(Data extracted from a collection)

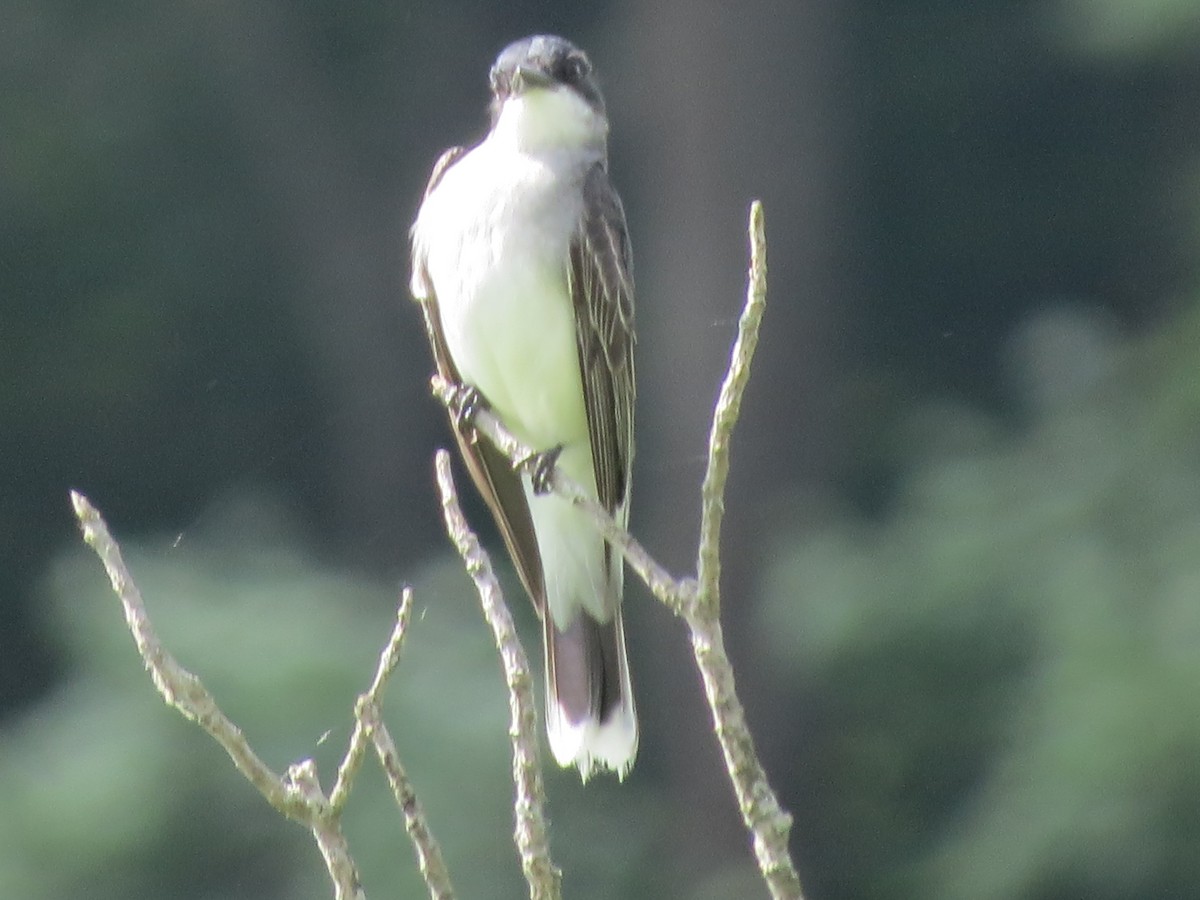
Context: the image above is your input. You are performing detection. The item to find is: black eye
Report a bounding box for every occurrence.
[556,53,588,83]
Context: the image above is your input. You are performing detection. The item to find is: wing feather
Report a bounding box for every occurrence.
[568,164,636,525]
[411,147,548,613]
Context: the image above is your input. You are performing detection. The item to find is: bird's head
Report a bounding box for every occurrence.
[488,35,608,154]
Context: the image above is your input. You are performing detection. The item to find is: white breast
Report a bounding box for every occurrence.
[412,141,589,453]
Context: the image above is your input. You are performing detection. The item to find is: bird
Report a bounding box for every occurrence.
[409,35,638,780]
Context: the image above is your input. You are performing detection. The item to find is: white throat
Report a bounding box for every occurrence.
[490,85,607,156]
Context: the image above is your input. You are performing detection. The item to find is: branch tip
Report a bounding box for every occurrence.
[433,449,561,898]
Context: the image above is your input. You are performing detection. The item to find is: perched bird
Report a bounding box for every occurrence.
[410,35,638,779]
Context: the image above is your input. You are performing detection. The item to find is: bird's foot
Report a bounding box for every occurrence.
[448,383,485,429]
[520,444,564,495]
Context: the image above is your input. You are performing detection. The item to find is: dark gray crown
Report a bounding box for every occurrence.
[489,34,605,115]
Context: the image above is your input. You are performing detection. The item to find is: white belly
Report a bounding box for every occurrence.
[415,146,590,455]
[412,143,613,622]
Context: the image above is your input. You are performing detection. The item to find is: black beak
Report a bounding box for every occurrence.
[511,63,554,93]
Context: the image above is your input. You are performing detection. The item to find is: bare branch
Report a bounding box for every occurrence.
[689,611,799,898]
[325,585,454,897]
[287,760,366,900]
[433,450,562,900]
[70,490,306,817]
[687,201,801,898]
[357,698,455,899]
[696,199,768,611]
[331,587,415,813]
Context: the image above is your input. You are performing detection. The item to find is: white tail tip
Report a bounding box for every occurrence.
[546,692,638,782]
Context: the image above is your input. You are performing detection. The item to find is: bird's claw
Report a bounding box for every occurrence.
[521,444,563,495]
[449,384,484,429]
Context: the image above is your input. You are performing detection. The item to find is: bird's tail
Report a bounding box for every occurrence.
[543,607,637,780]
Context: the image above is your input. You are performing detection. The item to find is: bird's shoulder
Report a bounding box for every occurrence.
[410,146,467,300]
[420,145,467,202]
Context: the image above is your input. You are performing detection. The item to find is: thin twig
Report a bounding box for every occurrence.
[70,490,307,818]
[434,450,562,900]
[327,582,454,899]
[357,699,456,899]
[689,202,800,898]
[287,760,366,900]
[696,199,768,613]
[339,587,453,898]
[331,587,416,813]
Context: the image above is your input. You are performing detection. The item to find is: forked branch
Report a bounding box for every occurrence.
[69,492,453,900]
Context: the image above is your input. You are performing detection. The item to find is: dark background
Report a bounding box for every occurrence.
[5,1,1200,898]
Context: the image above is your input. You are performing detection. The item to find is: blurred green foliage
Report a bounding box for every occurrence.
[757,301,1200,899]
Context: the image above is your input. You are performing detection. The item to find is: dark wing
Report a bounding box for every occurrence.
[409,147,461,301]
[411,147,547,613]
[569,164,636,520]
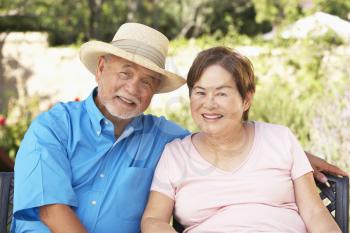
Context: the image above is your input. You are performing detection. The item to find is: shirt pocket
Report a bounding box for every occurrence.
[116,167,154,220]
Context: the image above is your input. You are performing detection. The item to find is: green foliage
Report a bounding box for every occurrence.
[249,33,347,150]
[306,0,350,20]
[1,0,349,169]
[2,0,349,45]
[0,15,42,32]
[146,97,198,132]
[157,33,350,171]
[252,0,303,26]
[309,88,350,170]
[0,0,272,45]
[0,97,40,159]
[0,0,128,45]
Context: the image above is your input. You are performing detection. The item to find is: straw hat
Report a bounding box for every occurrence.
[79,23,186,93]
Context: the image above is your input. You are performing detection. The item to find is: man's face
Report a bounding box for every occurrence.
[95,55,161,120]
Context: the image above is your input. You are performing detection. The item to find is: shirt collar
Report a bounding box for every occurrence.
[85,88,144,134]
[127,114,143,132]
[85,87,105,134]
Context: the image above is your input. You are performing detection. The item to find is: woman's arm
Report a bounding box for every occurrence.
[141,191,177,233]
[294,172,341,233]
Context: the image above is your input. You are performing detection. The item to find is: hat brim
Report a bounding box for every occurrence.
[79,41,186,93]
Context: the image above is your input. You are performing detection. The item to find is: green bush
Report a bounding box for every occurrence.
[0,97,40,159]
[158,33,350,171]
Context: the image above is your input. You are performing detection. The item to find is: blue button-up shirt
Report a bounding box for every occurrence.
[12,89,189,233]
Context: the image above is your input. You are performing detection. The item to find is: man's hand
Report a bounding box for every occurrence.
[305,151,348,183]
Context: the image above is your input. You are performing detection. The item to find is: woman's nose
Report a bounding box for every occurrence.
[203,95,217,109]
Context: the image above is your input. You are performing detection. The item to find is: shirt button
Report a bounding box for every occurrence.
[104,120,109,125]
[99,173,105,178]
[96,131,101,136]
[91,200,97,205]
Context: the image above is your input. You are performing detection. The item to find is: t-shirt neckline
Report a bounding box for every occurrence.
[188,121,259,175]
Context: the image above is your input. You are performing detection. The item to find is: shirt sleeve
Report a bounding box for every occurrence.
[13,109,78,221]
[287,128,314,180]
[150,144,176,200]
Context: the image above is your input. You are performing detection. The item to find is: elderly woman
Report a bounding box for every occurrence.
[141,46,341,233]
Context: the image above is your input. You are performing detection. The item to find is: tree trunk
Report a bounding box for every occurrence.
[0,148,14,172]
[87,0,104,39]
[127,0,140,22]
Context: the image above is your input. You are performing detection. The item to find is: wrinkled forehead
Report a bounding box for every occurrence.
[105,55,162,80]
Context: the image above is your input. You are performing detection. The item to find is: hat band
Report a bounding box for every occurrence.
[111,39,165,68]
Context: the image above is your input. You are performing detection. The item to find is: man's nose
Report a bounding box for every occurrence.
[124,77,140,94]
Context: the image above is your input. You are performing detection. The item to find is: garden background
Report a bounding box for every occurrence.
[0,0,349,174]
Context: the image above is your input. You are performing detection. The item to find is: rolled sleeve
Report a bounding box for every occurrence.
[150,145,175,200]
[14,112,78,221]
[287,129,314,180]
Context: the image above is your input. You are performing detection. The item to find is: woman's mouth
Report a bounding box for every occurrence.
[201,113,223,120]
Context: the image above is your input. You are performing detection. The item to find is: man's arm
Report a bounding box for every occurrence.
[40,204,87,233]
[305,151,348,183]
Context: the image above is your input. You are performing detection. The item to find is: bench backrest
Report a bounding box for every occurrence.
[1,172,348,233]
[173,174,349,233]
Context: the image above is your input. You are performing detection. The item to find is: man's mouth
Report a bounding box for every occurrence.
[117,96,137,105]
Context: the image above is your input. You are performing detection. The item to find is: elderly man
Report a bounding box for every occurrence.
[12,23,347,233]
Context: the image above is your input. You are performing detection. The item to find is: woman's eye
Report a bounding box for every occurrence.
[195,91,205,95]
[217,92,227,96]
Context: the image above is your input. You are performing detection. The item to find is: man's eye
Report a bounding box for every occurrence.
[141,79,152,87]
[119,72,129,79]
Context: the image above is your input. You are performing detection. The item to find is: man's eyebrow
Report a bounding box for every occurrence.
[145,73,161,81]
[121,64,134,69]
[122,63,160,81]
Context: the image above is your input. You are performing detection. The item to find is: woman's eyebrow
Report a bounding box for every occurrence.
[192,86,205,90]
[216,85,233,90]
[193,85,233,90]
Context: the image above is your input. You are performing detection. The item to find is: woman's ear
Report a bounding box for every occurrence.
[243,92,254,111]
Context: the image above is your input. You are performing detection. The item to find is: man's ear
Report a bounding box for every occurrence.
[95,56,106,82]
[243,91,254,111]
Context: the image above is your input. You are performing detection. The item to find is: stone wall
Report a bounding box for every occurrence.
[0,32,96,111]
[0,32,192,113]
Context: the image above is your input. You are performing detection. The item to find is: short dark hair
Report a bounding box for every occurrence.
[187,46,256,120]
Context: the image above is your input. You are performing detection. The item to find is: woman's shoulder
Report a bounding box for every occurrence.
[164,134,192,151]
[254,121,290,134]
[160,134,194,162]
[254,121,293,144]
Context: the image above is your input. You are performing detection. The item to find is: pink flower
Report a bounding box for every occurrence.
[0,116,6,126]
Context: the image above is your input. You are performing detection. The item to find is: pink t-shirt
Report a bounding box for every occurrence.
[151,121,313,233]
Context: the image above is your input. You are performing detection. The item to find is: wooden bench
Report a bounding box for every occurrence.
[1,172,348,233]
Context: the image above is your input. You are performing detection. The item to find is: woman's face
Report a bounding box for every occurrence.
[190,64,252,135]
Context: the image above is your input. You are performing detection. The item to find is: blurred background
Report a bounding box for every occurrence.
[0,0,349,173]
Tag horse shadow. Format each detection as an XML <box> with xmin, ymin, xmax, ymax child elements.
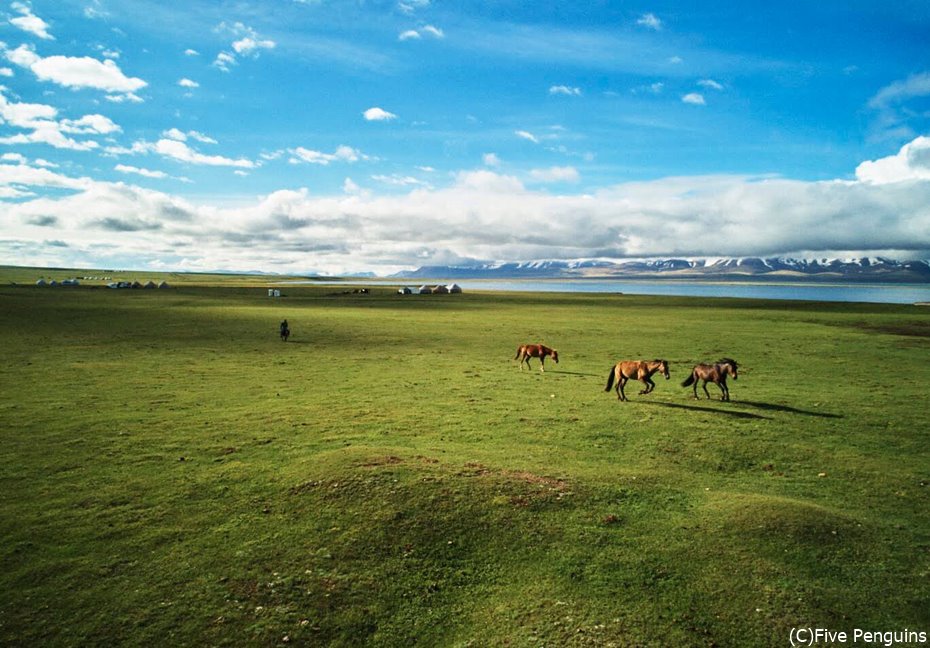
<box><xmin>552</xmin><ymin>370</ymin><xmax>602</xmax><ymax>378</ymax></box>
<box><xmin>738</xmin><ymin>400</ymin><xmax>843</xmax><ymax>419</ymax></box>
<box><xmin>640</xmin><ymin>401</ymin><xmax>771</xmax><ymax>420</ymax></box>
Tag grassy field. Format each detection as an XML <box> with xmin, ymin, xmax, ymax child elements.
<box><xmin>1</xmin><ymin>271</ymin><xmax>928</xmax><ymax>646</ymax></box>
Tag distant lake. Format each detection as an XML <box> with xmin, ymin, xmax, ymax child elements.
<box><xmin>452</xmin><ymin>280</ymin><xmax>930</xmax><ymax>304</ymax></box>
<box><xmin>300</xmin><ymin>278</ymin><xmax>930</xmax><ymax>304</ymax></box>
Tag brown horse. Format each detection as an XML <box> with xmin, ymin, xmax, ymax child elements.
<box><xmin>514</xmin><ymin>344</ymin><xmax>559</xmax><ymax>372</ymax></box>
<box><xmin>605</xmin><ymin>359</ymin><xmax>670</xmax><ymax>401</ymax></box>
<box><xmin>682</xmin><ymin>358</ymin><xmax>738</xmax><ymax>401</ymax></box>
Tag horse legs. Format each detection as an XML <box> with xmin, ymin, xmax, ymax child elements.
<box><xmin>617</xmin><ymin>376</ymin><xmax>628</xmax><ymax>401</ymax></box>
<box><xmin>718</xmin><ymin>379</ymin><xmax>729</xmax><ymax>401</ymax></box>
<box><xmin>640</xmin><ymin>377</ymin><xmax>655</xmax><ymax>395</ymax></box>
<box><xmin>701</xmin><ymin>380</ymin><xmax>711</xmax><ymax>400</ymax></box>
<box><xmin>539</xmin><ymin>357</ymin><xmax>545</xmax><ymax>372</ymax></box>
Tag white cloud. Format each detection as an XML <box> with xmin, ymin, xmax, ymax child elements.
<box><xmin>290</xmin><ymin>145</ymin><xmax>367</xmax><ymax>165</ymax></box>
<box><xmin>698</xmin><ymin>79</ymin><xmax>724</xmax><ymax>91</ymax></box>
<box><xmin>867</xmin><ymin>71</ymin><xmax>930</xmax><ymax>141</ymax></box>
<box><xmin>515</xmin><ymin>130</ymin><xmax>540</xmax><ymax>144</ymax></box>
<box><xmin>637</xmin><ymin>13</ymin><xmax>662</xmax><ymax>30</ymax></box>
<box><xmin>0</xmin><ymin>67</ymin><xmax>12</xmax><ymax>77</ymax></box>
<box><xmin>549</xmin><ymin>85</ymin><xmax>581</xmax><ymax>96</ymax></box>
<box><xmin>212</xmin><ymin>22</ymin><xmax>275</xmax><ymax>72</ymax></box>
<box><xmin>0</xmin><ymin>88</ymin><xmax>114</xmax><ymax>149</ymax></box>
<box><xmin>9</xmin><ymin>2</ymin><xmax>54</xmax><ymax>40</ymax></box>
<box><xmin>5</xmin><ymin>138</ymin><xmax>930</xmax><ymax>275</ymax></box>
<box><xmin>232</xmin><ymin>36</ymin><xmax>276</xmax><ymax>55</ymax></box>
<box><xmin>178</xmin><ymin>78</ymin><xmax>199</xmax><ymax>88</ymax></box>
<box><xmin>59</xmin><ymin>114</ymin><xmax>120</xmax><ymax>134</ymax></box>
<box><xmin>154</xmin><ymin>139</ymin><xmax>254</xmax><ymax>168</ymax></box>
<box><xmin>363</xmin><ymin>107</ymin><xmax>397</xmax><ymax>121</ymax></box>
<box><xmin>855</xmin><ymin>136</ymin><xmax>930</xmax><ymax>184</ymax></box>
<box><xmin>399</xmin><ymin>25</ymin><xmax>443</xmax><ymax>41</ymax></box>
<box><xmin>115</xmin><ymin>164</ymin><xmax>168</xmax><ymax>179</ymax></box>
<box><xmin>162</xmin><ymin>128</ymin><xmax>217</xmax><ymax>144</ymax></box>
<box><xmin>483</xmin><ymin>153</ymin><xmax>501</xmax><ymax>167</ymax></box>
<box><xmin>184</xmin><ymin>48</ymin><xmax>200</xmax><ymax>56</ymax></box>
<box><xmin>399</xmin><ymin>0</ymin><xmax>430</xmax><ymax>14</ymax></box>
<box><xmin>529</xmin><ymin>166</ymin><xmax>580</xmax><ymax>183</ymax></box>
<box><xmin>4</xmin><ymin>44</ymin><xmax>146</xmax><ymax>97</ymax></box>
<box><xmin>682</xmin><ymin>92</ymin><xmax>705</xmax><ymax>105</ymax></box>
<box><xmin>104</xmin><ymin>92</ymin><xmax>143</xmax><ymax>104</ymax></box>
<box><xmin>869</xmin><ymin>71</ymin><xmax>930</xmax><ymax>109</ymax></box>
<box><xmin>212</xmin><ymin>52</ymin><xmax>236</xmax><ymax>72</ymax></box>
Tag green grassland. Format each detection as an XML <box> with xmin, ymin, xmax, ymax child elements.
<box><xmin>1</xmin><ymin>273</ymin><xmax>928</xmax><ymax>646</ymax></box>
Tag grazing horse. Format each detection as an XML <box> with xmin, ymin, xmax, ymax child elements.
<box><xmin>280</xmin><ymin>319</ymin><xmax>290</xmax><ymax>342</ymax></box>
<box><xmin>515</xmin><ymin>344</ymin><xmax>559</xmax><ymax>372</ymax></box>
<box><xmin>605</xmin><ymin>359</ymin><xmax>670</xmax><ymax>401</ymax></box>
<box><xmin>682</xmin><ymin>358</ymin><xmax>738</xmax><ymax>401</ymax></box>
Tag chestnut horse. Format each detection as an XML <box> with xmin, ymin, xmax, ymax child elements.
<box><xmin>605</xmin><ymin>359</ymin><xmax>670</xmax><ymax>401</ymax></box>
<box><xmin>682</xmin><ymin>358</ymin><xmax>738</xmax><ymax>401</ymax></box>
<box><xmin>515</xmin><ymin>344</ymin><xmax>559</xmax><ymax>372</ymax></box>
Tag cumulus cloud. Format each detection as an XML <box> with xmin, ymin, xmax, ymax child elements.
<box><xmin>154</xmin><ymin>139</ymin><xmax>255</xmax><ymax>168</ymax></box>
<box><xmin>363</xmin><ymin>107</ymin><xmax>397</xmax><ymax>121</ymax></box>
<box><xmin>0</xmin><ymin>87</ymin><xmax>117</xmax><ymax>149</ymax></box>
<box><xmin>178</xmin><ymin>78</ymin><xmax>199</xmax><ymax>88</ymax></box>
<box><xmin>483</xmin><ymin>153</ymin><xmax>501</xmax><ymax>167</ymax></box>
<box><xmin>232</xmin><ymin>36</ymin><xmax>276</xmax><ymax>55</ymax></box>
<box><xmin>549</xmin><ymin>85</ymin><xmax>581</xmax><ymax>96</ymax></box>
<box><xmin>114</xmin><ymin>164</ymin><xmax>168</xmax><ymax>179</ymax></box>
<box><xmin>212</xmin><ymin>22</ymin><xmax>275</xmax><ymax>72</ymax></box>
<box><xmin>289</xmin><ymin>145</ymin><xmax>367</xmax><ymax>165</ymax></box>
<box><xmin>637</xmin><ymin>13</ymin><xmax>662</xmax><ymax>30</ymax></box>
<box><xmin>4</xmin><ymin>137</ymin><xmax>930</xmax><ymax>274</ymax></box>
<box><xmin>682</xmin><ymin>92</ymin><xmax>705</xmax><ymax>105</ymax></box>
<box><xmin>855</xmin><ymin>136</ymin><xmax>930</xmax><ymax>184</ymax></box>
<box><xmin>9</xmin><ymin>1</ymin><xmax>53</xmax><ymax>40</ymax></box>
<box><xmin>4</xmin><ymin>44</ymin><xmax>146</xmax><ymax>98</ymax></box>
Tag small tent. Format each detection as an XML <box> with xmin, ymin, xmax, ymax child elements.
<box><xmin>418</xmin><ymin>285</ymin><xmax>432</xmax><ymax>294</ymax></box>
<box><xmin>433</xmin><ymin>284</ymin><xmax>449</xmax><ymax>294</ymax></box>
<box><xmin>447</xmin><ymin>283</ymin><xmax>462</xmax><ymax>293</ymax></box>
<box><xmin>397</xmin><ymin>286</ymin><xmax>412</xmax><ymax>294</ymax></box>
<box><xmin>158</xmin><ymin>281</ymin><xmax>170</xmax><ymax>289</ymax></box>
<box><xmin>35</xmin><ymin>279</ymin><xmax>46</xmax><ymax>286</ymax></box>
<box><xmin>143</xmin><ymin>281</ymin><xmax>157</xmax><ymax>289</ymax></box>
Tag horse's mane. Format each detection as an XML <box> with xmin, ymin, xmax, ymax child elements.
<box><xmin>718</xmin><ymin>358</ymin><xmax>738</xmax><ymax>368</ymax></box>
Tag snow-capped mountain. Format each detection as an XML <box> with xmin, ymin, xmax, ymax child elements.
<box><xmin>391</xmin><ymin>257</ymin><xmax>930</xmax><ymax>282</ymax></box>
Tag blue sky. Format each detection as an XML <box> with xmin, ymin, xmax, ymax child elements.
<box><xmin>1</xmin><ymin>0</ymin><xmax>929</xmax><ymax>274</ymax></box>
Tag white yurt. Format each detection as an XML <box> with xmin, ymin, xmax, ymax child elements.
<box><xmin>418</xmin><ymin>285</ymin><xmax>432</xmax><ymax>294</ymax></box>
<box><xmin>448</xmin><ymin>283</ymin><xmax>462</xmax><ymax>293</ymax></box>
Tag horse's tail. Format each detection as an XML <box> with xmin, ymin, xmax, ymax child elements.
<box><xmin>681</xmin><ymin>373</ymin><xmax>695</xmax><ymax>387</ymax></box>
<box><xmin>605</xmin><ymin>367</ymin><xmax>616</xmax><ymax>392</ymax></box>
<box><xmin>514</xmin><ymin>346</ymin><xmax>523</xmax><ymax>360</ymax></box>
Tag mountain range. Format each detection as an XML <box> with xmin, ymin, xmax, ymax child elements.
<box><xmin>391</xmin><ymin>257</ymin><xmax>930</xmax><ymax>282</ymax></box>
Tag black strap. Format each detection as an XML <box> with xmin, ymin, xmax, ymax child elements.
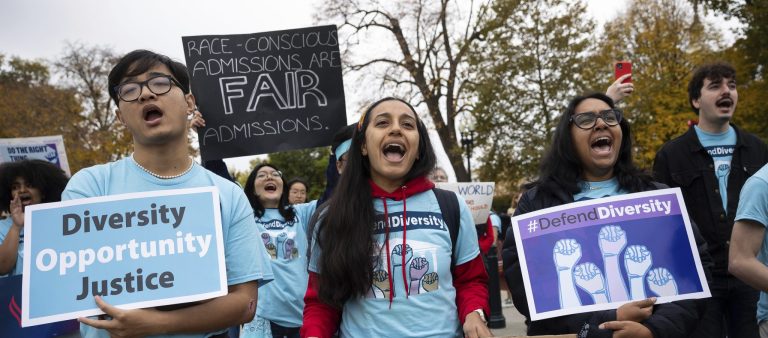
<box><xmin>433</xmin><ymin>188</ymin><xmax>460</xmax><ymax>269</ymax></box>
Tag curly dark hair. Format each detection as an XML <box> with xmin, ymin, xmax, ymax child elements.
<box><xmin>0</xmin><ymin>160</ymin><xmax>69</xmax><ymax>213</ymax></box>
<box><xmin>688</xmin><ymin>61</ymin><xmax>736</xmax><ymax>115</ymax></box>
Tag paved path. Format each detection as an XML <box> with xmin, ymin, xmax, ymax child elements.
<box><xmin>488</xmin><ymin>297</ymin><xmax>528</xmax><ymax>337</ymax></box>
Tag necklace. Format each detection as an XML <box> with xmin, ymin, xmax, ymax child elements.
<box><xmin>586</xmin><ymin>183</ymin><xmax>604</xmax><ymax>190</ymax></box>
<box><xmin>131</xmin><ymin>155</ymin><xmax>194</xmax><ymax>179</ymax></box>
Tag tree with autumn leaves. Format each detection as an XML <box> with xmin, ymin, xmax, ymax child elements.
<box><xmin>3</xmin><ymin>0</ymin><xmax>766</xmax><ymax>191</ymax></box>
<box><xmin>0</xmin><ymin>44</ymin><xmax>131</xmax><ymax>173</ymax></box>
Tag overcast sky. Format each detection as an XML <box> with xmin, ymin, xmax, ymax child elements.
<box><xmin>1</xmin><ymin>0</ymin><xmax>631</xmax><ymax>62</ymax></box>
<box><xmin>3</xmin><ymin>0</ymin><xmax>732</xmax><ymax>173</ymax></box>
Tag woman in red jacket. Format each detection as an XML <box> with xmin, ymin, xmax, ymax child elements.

Exercise goal
Of all the lines in the data above, show only those that hold the word "eyebrow".

Exercise result
Context: the image above is your input. You are performing detection. The item to find is: man's eyebrow
Context: the image above is your input. You are performing detection. The item to find is: woman's eyebrow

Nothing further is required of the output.